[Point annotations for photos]
## start

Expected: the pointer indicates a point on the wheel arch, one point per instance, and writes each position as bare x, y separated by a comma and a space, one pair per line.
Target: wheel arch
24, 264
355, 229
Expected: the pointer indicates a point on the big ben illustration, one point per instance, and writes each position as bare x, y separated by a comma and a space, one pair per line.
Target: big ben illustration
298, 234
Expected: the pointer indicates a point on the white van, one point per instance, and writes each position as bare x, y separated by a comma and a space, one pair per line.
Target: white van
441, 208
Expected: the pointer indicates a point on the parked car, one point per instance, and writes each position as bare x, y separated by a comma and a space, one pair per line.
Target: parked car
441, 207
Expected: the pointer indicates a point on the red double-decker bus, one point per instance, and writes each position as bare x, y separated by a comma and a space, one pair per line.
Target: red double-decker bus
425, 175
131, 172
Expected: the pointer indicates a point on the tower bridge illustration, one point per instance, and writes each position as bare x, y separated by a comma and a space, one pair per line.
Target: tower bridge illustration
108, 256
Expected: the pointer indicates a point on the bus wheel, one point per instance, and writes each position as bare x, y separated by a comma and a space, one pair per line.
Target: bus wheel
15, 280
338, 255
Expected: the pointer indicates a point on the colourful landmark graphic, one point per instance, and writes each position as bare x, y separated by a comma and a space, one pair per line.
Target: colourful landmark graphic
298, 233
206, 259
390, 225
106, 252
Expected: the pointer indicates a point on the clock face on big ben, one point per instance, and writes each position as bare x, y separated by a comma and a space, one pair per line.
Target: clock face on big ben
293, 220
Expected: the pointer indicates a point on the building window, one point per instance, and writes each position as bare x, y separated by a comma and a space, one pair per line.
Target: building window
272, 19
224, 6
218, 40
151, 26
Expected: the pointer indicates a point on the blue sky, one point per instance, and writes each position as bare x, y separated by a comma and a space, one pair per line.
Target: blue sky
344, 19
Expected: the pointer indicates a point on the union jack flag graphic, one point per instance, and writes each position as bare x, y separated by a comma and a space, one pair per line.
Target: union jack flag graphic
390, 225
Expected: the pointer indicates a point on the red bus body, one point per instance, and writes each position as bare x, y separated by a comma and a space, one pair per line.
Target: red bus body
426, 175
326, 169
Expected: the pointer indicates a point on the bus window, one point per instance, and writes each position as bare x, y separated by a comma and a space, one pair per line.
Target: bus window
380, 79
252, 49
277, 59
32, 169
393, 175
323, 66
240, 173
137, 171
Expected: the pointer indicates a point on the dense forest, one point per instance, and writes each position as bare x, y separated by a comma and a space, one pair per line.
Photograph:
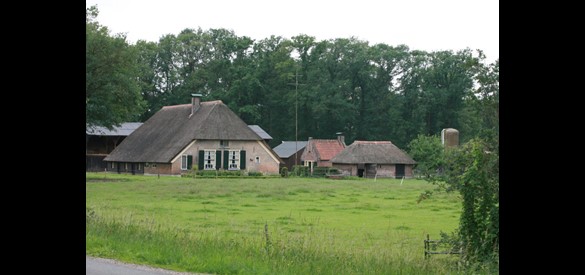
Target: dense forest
368, 92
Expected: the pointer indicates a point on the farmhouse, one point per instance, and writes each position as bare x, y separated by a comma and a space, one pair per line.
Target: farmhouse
206, 134
288, 151
374, 159
100, 141
319, 152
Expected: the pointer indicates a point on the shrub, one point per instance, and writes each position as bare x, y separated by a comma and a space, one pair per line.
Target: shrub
284, 172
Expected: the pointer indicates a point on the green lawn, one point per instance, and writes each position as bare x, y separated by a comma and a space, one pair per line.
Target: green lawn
268, 226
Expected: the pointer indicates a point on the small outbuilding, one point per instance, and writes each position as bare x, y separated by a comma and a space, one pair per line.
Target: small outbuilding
290, 152
370, 159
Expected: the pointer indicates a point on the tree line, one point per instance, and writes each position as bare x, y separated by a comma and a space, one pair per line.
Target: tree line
368, 92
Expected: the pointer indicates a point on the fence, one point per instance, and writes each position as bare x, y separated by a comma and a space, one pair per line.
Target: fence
431, 247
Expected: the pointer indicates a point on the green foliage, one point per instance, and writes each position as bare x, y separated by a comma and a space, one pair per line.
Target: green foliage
428, 152
284, 172
473, 171
112, 93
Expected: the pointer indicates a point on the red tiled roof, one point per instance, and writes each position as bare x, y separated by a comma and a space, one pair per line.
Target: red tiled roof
328, 148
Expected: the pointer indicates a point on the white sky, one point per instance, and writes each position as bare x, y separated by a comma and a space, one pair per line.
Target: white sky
429, 25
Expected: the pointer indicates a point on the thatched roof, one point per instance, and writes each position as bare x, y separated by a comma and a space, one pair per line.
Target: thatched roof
288, 148
172, 128
260, 132
379, 152
125, 129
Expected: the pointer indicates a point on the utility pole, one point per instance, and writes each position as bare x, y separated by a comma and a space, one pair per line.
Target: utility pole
296, 113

## end

• What to do
Format every line of the data above as a JSON list of strings, one string per line, skipping blank lines. Leave the pictures out of the result.

• Written reply
[
  "Expected: the pointer indicates a point on the wheel arch, one point per instance, and writes each position as bare x, y separated by a comma and a space, one pair per line.",
  "Target: wheel arch",
  "24, 264",
  "355, 229",
  "Expected: the pointer indicates a point on the big ben illustration, one point per instance, and writes each position as bare x, y separated by a comma and a space, one pair per line.",
  "Target: big ben illustration",
  "298, 234",
  "Expected: the pointer indicates a point on the white van, one point per instance, and writes each position as bare x, y separated by a comma and a space, one pair per line.",
  "Target: white van",
  "441, 208",
  "Expected: the pointer indicates a point on the parked car, one point per instance, and writes each position as bare x, y separated by a comma and a space, one pair per line.",
  "Target: parked car",
  "441, 207",
  "Expected: the pointer indicates a point on the red double-decker bus, one point per instance, and writes each position as bare x, y separated by a comma and a space, one pair per line.",
  "Target: red double-decker bus",
  "425, 175",
  "131, 172",
  "Expected: the pointer indicates a point on the tower bridge illustration, one point per instance, and writes each position as bare x, y separated by a comma and a space, one pair per line.",
  "Target: tower bridge illustration",
  "108, 256",
  "Expected: the pointer indicates a point on the bus wheel, one point per instance, and writes each position as bare x, y separated by a comma and a space, one pair per line.",
  "Target: bus wheel",
  "15, 280",
  "338, 255",
  "Expected: the pointer indicates a point on the colourful landmark graphic, one point per instance, and writes each position as bare x, y separated by a comma and a space, one pair per line.",
  "Target: colourful landmark graphic",
  "298, 233",
  "206, 259",
  "390, 225",
  "106, 252",
  "Expected: the pointer indicates a point on the clock face on big ben, one point per instance, and writes each position as bare x, y separated by a comma and a space, one pair per line.",
  "Target: clock face on big ben",
  "293, 220",
  "Expected: the pointer indicates a point on the building window, one point per instance, and writes each position as bare x, y separated by a comma and a space, one pair per line.",
  "Target: building window",
  "272, 19",
  "224, 6",
  "218, 40",
  "151, 26",
  "Expected: the pointer indicates a point on the blue sky, one point per instance, and writes each position as bare x, y separated by a comma and a space, one pair per line.",
  "Target: blue sky",
  "344, 19",
  "Expected: the pointer indicates a point on the union jack flag graphic, one point per instance, and writes each position as bare x, y separated by a comma and a space, one pair per line.",
  "Target: union jack flag graphic",
  "390, 225",
  "Expected: the pointer indicates a point on the red bus body, one point per instance, and writes each position as bare x, y separated by a comma and a space, one pair per line.",
  "Target: red bus body",
  "426, 175",
  "326, 169",
  "Expected: the pointer indicates a point on the bus window, one point per instance, and writes each position as bare x, y separated by a comma and a space, one pair per line.",
  "Target: bus window",
  "380, 79",
  "252, 49",
  "277, 59",
  "32, 169",
  "393, 175",
  "323, 66",
  "240, 173",
  "137, 171",
  "Expected: the pointer indicates a point on the dense forest, one point per instance, and writes each position as bare x, y separated by a comma and a space, one pair per line.",
  "Photograph:",
  "Target: dense forest",
  "368, 92",
  "Expected: the pointer indicates a point on the farmhouse, one point per instance, and writes each position as bare x, y separated by a comma and a space, one pair per line.",
  "Target: farmhouse",
  "206, 134",
  "288, 151",
  "374, 159",
  "100, 141",
  "319, 152",
  "Expected: the pointer indicates a point on the shrub, one point per instance, and writes each position as bare x, y separated by a comma and a space, one pair per line.",
  "Target: shrub",
  "284, 172",
  "Expected: the pointer indicates a point on the green lawn, one point per instance, and writes each position as bare x, y separated by a comma and a space, one pair per line.",
  "Target: green lawn",
  "268, 226",
  "Expected: the pointer indicates a point on the small outbuilding, one point per instance, and writes each position as bare x, y separated by a comma and a space, one pair per line.",
  "Target: small outbuilding",
  "290, 152",
  "370, 159",
  "Expected: the pointer indicates a point on the tree line, one point per instance, and writes each position as bare x, y separated by a comma and a space, one pair per line.",
  "Target: tree line",
  "368, 92",
  "Expected: the pointer indicates a point on the fence, one point per instance, and writes each position as bare x, y separated by a comma and a space, one pair per line.",
  "Target: fence",
  "431, 247",
  "Expected: the pointer indicates a point on the green foliage, one point per instance, and writes each position as bare x, y separated by a comma and a space, one pair per line.",
  "Target: green foliage",
  "428, 152",
  "284, 172",
  "473, 171",
  "112, 93",
  "Expected: the pointer indicates a point on the red tiled roof, one point per instance, and writes each position as bare x, y separated by a comma and a space, one pair per line.",
  "Target: red tiled roof",
  "328, 148",
  "Expected: the pointer indicates a point on the white sky, one point per instance, and writes each position as bare x, y separated by a comma and a space, one pair per line.",
  "Target: white sky",
  "429, 25",
  "Expected: the pointer indicates a point on the thatched roof, one point per instance, and writes each position as bare x, y separated by a comma and a space, one pair per line.",
  "Target: thatched roof",
  "288, 148",
  "172, 128",
  "260, 132",
  "379, 152",
  "125, 129",
  "Expected: the pointer indicates a point on the utility pole, one point per instance, and writes each position as bare x, y separated by a comma and a space, one pair per line.",
  "Target: utility pole",
  "296, 113"
]